*Exercise requirements:* Reproduce verbatim the rows below, starting at the line that contains "This trail-cam photo was taken at dusk. Identify yellow" and stopping after the line that contains "[34,238,73,316]".

*Input data:*
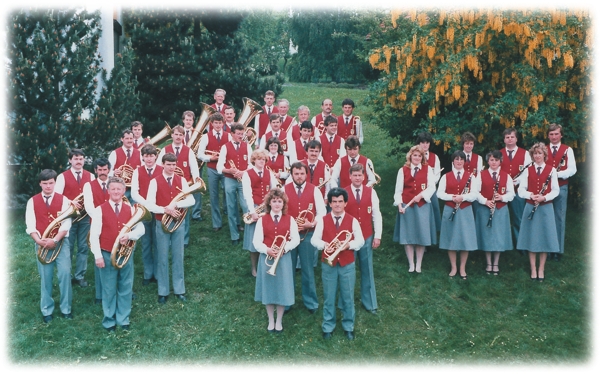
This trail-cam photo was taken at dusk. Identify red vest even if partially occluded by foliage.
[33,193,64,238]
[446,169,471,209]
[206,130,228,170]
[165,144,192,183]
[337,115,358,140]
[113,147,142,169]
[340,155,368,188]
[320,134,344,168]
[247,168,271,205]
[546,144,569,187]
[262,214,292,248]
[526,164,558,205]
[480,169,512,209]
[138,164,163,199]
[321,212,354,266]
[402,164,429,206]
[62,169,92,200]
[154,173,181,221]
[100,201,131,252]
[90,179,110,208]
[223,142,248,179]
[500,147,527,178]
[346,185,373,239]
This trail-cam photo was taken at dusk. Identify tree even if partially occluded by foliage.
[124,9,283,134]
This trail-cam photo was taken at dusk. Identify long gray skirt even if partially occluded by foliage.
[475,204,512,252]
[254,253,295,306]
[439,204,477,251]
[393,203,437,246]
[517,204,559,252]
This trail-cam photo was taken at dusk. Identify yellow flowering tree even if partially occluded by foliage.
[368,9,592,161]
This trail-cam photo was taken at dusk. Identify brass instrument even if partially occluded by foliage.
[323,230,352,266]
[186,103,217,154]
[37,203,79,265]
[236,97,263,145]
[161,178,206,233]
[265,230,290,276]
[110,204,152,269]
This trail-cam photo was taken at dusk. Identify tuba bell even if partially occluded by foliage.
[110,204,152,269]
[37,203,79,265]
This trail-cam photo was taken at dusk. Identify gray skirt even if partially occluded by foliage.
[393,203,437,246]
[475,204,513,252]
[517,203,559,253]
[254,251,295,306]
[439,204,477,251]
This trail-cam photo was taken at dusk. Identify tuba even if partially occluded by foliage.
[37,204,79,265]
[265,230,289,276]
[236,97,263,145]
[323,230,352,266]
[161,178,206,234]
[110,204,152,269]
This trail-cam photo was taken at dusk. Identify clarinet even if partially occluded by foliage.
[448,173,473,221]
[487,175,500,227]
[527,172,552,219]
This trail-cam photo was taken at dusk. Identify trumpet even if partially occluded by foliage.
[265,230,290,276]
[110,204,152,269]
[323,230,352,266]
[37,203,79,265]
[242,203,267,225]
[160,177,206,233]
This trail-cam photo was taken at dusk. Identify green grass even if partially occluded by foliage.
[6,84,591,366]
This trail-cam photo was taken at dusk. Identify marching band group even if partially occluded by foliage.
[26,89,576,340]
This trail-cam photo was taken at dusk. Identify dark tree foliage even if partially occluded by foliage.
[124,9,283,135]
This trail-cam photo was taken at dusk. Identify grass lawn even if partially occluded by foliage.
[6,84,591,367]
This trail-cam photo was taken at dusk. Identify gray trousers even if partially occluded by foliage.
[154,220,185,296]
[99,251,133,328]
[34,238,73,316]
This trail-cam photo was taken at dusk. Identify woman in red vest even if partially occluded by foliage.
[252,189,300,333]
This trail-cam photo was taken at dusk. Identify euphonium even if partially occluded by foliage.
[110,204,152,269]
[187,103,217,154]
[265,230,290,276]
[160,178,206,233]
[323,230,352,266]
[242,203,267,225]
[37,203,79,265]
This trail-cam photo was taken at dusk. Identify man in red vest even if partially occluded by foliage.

*Solution to this exercise:*
This trail-cam photo was taken at dusk. Identify yellow flowering tree even if partially occluded by foliage.
[368,9,592,161]
This trail-cam photo was taken at dusk. Identify brass instrument even if partially occluded by foliage.
[323,230,352,266]
[186,103,217,154]
[37,203,79,265]
[236,97,263,145]
[161,178,206,233]
[265,230,290,276]
[110,204,152,269]
This trail-cam photo was taken at dusk. Identify tuba bell even if partially occluded by foliage.
[110,204,152,269]
[37,203,79,265]
This trail-cam photo was taken at dusk. Identify gray skirt even if partially occluded by foliage.
[393,203,437,246]
[475,204,513,252]
[517,203,559,253]
[254,251,295,306]
[439,204,477,251]
This trail-cam photo was taken at dusk. Identify tuba even if partially occluded by foliage.
[37,204,79,265]
[265,230,289,276]
[236,97,263,145]
[323,230,352,266]
[161,178,206,234]
[110,204,152,269]
This trail-cam photo was taken at dusk. Identify clarinet even if partially occluded by foliage.
[448,173,473,221]
[487,175,500,227]
[527,172,552,219]
This trail-cam photo was taken at dusk. Identify trumpet even if partially occluded by foliage.
[265,230,290,276]
[110,204,152,269]
[323,230,352,266]
[37,203,79,265]
[242,203,267,225]
[160,177,206,233]
This trail-cam photo was taken at dusk. Identify green grass even if partially occluded by foliage.
[6,84,591,366]
This trail-cam photo was taken at dusk. Identify marching band group even if partially occluded by foliage.
[26,89,576,340]
This trail-cam photo was taken at dusk. Identify dark tree foliage even if partially occluded by foliage.
[124,9,283,135]
This trail-cam photo was taken at dusk. Identify grass lawn even if partially occluded by foliage.
[6,84,591,367]
This trail-cam photo was taken at dusk. Identify gray trousers even if partially occluded by foliage.
[154,220,185,296]
[99,251,133,328]
[34,238,73,316]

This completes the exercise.